■ **SET TASK**:
Convert every item below into a numbered list, leaving out any blank lines.
>> Start MATERIAL PROVIDED
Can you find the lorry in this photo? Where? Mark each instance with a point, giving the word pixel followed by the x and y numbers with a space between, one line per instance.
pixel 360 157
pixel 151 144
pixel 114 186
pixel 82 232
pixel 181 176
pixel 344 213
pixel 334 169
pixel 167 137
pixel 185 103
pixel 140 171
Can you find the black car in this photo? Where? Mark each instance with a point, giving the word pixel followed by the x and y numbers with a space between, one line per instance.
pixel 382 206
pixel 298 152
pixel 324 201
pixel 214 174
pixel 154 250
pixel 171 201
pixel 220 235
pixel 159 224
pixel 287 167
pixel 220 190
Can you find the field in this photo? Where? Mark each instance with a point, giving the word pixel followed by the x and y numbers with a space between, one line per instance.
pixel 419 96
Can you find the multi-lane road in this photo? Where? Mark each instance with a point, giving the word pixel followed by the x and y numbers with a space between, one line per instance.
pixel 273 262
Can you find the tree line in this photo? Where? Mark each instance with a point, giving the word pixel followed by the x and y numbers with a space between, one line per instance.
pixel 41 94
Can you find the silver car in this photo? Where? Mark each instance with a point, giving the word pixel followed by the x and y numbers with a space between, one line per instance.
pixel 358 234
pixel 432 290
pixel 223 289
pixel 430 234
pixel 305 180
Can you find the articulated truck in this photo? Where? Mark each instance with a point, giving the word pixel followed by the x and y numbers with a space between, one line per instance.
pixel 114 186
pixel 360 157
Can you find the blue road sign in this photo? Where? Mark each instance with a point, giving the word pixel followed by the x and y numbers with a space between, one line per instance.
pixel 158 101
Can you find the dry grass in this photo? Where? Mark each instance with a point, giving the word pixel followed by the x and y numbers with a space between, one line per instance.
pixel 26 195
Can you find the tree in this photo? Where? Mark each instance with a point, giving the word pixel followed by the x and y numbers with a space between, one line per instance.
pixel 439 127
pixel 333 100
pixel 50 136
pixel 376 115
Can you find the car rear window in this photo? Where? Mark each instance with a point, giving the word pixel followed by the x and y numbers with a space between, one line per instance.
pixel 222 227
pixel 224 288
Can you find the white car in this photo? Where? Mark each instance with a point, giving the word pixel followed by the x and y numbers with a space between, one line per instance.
>> End MATERIAL PROVIDED
■ **COMPLETED EXERCISE**:
1. Can you find the lorry in this photo? Where? Mark each instance with a point, giving the word pixel followed by the x and y numbers with a space between, one line per instance.
2. pixel 360 157
3. pixel 151 144
4. pixel 114 186
5. pixel 82 232
6. pixel 181 176
7. pixel 344 213
8. pixel 334 169
9. pixel 167 137
10. pixel 185 103
11. pixel 140 171
12. Can you find the black car in this photo? Where? Mark each instance with a point, giving the word pixel followed by the x and y numbers with a space between, one line per instance.
13. pixel 382 206
14. pixel 298 152
15. pixel 324 201
16. pixel 214 174
17. pixel 154 250
18. pixel 171 201
19. pixel 220 235
20. pixel 159 224
21. pixel 287 167
22. pixel 220 190
23. Can you find the field in this photo? Where? Mark each instance with a point, giving the word pixel followed by the x and y numbers with a space between, one line per instance.
24. pixel 419 96
25. Can you find the multi-lane road in this photo? Where? Mark each instance with a point, giving the word pixel followed by the x and y numbers with a space between, one line per instance.
26. pixel 273 262
27. Can you find the tree line in this photo? Where? Mark each instance with a point, giving the word pixel followed by the x and y numbers with a space between, one line per instance.
28. pixel 41 94
29. Can you find the silver car in this photo? Where? Mark each instance with a point, giving the word pixel followed by the x and y numbers with a space between, one line per instance.
30. pixel 358 234
31. pixel 432 290
32. pixel 223 289
33. pixel 430 234
34. pixel 305 180
35. Can you find the articulated truck in this photo? Where? Mark each instance with a point, giving the word pixel followed by the x and y numbers with a space between, one line per instance.
36. pixel 114 186
37. pixel 360 157
38. Can you find the blue road sign in this photo? Where? Mark each instance with a point, giving the word pixel followed by the x and y numbers with a space between, one line per instance.
39. pixel 158 101
40. Can you find the dry grass in this photo? Where? Mark each instance with a point, giving the word pixel followed by the x and y numbers with a space between, one line per instance.
41. pixel 26 195
42. Can you find the tree in this photo? Where? Mark each instance with a point, giving the word pixel followed by the x and y numbers with a space between, one line per instance.
43. pixel 439 127
44. pixel 333 100
45. pixel 50 136
46. pixel 376 115
47. Can you find the car rear window in this photo? Where? Mark each instance with a point, giving the word pixel followed by the x and y numbers with a space between, one line per instance.
48. pixel 222 227
49. pixel 224 288
50. Can you find the white car in this photo? Where? Mark each instance with a point, giving the word pixel followed by the x and y numbers with a space between, one line per instance.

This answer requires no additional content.